▸ **TEXT**
Such a principle is "quite contrary to any justification that can be put
forward in favour of the death penalty, whatever the enormity of the
crime committed, and however reasonable capital punishment may seem to
us from another angle," he said.

Secondly, "the death penalty simply eliminates the person to whom it is
applied, by taking his or her life, but it condemns his or her nearest
relatives to a life sentence of pain and sorrow, even though they are
innocent of the crime committed," the researcher said.

These ethical points "are even more important" than other
considerations, "such as the proven fact that capital punishment cannot
be shown to exert an exemplary effect that contributes to reducing
crime," Alonso stated.

"I think that a society that prohibits euthanasia, which is the taking
of life as an act of compassion, yet needs to kill people in the
interests of justice, has distorted values that it needs to straighten
out," concluded the sociologist.

Writer and journalist Hugo Luis Sánchez takes the side of abolitionists
of the death penalty wherever it is applied, and calls for different
measures to prevent serious crime.

Excerpts from pointing data:

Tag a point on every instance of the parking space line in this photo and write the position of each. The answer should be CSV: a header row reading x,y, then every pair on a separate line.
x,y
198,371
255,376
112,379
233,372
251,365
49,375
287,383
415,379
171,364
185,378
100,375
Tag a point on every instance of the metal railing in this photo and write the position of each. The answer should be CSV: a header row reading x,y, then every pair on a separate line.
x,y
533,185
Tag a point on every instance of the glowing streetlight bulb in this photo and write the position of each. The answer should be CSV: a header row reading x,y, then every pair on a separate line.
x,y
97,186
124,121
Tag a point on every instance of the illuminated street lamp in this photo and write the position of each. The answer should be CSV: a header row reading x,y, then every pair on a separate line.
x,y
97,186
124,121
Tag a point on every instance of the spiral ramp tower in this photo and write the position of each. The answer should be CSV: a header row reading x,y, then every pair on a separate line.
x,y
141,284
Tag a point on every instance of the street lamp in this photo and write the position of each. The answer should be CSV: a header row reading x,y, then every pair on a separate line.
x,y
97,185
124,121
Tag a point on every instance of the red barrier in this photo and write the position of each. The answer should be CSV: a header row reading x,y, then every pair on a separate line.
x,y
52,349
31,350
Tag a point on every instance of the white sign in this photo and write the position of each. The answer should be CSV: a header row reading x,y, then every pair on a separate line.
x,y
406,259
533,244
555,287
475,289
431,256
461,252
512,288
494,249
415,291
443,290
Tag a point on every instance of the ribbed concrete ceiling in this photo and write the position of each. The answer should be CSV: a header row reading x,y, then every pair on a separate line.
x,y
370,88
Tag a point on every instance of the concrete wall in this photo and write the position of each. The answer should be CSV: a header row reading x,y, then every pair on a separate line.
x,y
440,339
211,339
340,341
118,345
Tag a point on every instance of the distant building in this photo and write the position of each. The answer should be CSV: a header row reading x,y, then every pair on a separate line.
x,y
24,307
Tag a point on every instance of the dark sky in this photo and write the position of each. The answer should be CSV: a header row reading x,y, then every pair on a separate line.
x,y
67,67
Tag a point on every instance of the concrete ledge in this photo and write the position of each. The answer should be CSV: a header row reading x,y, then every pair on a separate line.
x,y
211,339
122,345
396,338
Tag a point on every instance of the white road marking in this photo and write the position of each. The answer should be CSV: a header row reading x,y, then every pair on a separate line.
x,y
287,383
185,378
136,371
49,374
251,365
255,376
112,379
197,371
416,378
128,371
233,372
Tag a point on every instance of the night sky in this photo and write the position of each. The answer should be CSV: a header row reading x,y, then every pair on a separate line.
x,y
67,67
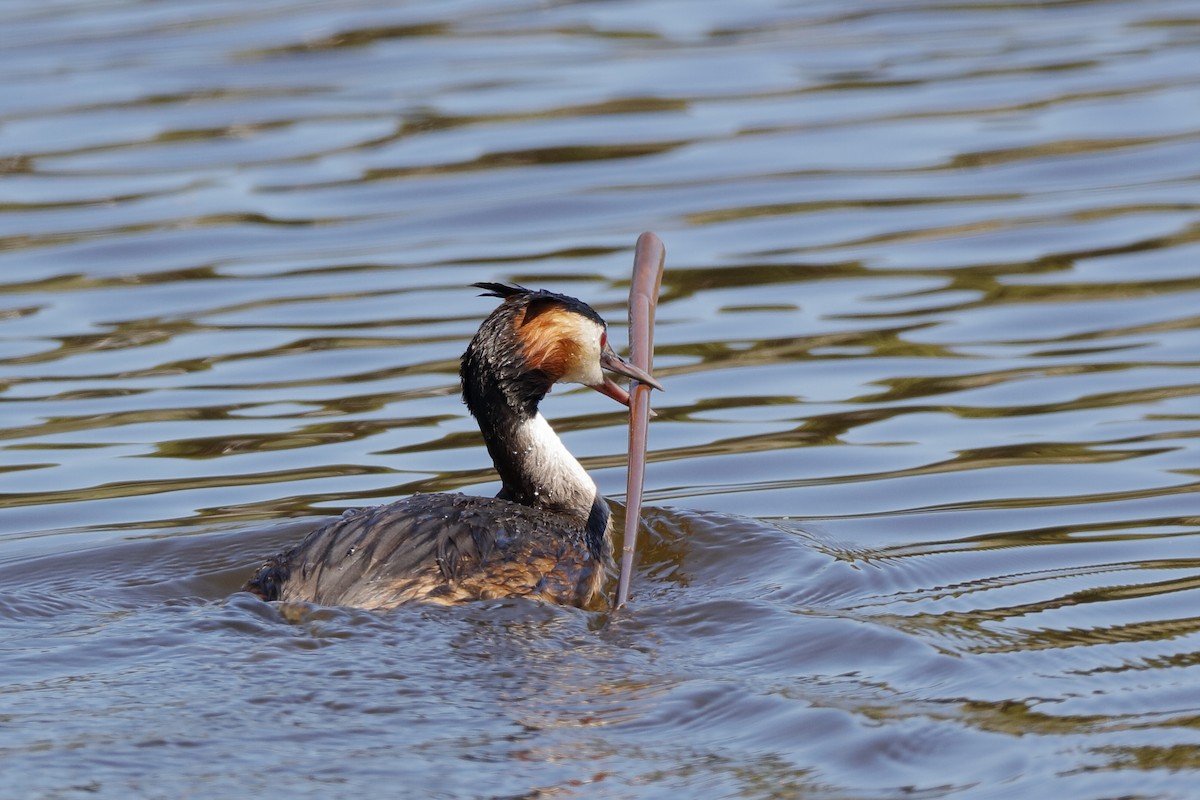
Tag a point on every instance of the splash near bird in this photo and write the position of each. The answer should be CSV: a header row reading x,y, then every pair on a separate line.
x,y
546,535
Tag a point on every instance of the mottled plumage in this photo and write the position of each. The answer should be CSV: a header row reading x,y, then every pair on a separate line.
x,y
547,534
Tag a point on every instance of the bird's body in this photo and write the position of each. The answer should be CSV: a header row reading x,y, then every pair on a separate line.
x,y
547,534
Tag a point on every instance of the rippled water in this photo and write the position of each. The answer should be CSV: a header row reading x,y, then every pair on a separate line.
x,y
923,489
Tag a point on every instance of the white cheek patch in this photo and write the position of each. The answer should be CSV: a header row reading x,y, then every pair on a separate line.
x,y
586,367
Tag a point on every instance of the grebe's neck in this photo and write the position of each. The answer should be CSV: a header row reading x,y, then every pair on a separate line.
x,y
534,465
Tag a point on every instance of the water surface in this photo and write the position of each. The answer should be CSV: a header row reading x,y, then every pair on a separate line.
x,y
923,515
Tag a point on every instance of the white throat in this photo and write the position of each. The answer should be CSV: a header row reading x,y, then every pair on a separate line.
x,y
559,481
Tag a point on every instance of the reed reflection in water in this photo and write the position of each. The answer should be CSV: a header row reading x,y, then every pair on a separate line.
x,y
923,487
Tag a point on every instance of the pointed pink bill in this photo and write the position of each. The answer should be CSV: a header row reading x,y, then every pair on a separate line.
x,y
643,298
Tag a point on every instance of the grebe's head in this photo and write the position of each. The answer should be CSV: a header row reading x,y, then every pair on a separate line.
x,y
559,338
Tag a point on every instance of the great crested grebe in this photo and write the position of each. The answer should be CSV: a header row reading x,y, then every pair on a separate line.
x,y
546,535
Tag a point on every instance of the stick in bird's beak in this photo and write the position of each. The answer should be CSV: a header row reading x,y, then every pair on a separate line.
x,y
643,296
613,362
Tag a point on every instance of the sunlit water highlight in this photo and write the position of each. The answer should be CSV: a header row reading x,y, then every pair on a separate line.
x,y
923,488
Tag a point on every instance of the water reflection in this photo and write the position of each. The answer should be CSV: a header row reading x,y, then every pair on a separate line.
x,y
924,477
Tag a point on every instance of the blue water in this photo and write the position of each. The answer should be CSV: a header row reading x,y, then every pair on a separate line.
x,y
922,498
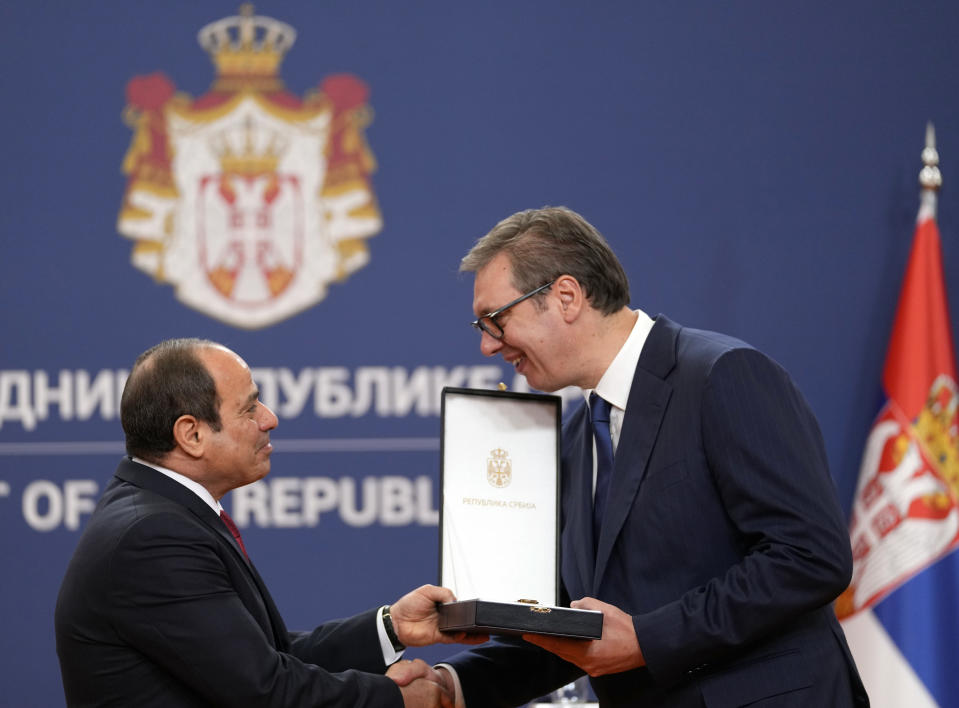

▸ **REQUIRED WORK**
• 1. Reproduce the passage on the death penalty from "These ethical points" up to and including "prevent serious crime.", swapping "sociologist" for "researcher".
• 2. In the passage on the death penalty, what is said to be wrong with a society that prohibits euthanasia yet needs to kill people in the interests of justice?
The data has no connection to the passage on the death penalty.

▸ **THE REPLIES**
• 1.
These ethical points "are even more important" than other
considerations, "such as the proven fact that capital punishment cannot
be shown to exert an exemplary effect that contributes to reducing
crime," Alonso stated.

"I think that a society that prohibits euthanasia, which is the taking
of life as an act of compassion, yet needs to kill people in the
interests of justice, has distorted values that it needs to straighten
out," concluded the researcher.

Writer and journalist Hugo Luis Sánchez takes the side of abolitionists
of the death penalty wherever it is applied, and calls for different
measures to prevent serious crime.

• 2. It has distorted values that it needs to straighten out.